• **WRITTEN TASK**: Pull out every line of the material below that contains the string "necktie". Case counts.

• **DATA LINES**:
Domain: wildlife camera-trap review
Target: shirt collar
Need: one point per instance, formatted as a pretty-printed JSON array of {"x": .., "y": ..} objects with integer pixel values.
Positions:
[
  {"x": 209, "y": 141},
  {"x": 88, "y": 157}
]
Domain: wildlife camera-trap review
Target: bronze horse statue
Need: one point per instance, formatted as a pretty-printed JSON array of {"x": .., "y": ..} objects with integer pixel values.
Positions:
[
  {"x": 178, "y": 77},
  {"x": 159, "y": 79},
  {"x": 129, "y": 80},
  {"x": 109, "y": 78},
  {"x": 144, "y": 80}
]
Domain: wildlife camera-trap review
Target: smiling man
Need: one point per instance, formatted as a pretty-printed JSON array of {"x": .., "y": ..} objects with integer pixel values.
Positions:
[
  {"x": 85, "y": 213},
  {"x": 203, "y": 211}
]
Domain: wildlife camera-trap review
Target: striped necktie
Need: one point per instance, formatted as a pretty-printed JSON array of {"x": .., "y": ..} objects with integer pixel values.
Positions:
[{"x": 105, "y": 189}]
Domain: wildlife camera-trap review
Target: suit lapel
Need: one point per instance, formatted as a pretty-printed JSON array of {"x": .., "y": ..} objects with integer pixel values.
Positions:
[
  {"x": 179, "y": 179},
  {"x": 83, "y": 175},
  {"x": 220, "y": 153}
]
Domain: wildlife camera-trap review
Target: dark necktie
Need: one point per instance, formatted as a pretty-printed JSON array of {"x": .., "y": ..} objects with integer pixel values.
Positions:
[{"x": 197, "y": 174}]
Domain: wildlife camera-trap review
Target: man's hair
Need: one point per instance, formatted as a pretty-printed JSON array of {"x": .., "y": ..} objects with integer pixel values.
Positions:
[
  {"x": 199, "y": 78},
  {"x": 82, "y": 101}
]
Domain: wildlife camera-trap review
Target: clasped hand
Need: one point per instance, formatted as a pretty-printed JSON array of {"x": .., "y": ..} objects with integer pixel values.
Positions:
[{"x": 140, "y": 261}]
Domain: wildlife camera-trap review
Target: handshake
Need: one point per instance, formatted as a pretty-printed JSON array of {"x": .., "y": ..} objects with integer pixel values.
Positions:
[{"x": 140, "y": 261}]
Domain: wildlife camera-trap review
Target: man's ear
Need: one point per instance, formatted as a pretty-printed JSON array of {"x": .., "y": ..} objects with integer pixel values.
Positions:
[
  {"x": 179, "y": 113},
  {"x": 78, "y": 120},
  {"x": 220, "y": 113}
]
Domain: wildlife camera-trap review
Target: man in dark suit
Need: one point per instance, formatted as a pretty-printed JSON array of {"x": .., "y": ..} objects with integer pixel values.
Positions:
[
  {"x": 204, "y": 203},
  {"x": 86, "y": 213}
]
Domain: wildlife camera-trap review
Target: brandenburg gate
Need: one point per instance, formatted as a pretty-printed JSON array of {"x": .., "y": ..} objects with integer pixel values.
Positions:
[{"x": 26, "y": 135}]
* * *
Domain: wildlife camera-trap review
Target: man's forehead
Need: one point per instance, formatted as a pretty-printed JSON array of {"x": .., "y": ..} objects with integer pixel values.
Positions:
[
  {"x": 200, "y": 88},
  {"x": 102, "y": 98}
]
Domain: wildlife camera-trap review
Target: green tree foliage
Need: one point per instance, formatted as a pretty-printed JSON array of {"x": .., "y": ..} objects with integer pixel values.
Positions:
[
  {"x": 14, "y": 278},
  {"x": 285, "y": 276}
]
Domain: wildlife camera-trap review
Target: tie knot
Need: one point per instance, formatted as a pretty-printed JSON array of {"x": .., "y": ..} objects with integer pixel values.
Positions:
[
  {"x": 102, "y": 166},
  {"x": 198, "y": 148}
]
--
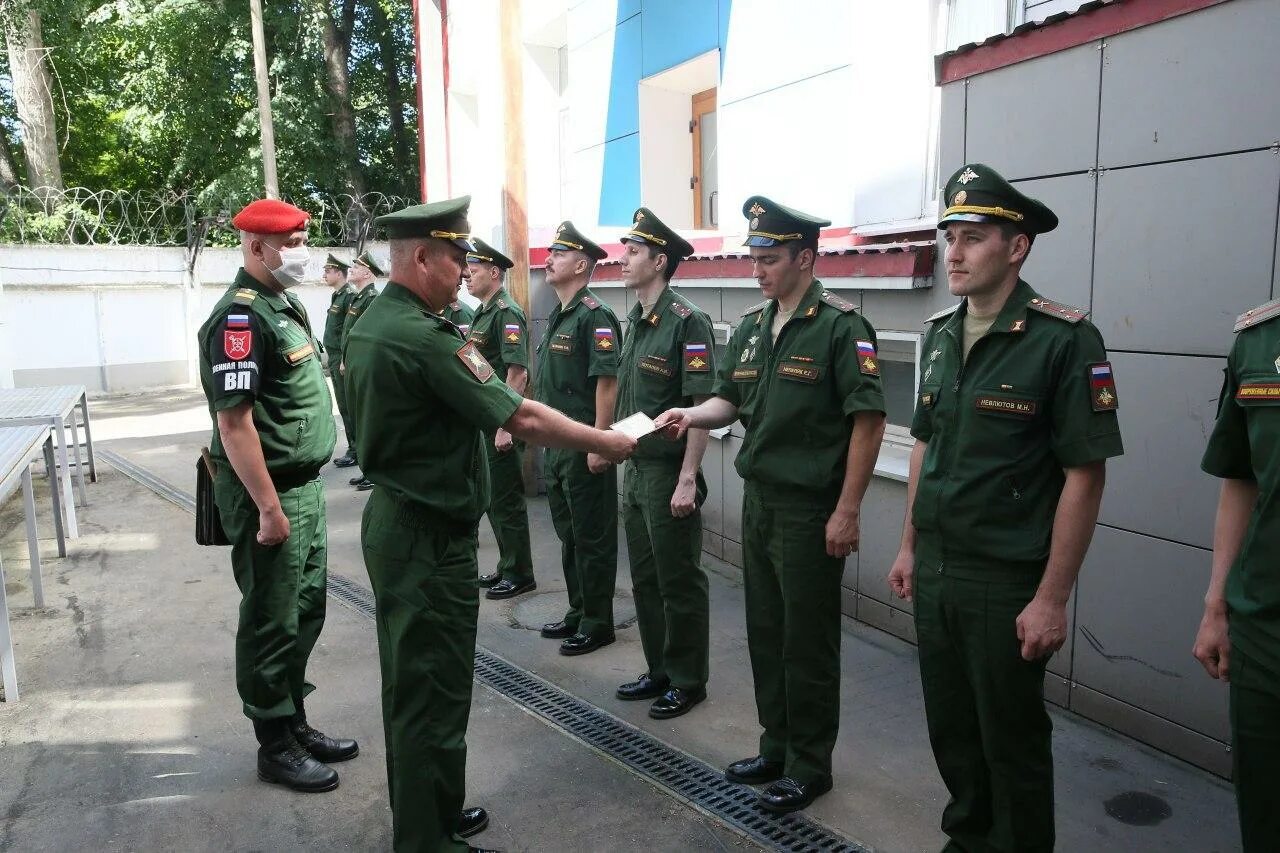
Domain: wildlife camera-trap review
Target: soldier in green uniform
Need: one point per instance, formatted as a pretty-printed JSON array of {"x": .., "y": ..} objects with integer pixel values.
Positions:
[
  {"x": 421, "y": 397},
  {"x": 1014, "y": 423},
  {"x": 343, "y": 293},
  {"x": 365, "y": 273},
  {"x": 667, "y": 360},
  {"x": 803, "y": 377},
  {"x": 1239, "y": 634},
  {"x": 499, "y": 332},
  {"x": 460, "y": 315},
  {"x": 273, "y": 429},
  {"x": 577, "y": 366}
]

• **OUTPUT OF THE EXERCISE**:
Target: striped necktie
Target: dark necktie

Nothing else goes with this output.